> [問題文] 以下の行を、空行を省いて番号付きリストに直せ。

======== 提供データ ========

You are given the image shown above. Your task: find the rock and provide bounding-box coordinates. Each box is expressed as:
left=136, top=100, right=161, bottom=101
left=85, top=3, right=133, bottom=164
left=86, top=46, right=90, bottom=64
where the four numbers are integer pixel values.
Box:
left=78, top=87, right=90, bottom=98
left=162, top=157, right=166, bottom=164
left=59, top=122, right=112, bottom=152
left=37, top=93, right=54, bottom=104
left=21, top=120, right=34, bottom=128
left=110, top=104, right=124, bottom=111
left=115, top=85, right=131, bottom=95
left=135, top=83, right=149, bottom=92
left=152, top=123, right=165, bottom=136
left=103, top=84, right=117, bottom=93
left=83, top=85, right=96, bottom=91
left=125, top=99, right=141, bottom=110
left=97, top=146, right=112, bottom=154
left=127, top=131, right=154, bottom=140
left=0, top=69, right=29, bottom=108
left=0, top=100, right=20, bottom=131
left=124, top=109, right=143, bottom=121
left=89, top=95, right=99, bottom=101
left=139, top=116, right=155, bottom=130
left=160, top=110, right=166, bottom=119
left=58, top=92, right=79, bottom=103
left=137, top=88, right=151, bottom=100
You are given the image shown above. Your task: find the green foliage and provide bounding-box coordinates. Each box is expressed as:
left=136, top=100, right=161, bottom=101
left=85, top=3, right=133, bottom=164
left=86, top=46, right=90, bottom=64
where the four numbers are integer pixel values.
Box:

========

> [完了した作業]
1. You are given the image shown above. Your task: find the rock and provide bounding-box coordinates. Each box is expressed as:
2. left=136, top=100, right=161, bottom=101
3. left=85, top=3, right=133, bottom=164
4. left=86, top=46, right=90, bottom=64
5. where the four numbers are integer pixel values.
6. Box:
7. left=78, top=87, right=90, bottom=98
8. left=162, top=157, right=166, bottom=164
9. left=59, top=122, right=112, bottom=152
10. left=37, top=93, right=54, bottom=104
11. left=21, top=120, right=34, bottom=128
12. left=110, top=104, right=124, bottom=111
13. left=115, top=85, right=131, bottom=95
14. left=135, top=83, right=149, bottom=92
15. left=152, top=123, right=165, bottom=136
16. left=103, top=84, right=117, bottom=93
17. left=83, top=85, right=96, bottom=91
18. left=125, top=99, right=141, bottom=110
19. left=97, top=146, right=112, bottom=154
20. left=127, top=131, right=154, bottom=140
21. left=0, top=69, right=29, bottom=108
22. left=0, top=100, right=20, bottom=131
23. left=124, top=109, right=143, bottom=121
24. left=89, top=95, right=99, bottom=101
25. left=139, top=116, right=155, bottom=130
26. left=160, top=110, right=166, bottom=119
27. left=58, top=92, right=79, bottom=103
28. left=137, top=88, right=151, bottom=100
29. You are given the image shown above. Your task: find the green foliage and provide bounding-box coordinates. Each box is expressed as:
30. left=136, top=100, right=161, bottom=101
31. left=85, top=3, right=133, bottom=164
32. left=86, top=46, right=90, bottom=64
33. where the four numbers are integer pixel values.
34. Box:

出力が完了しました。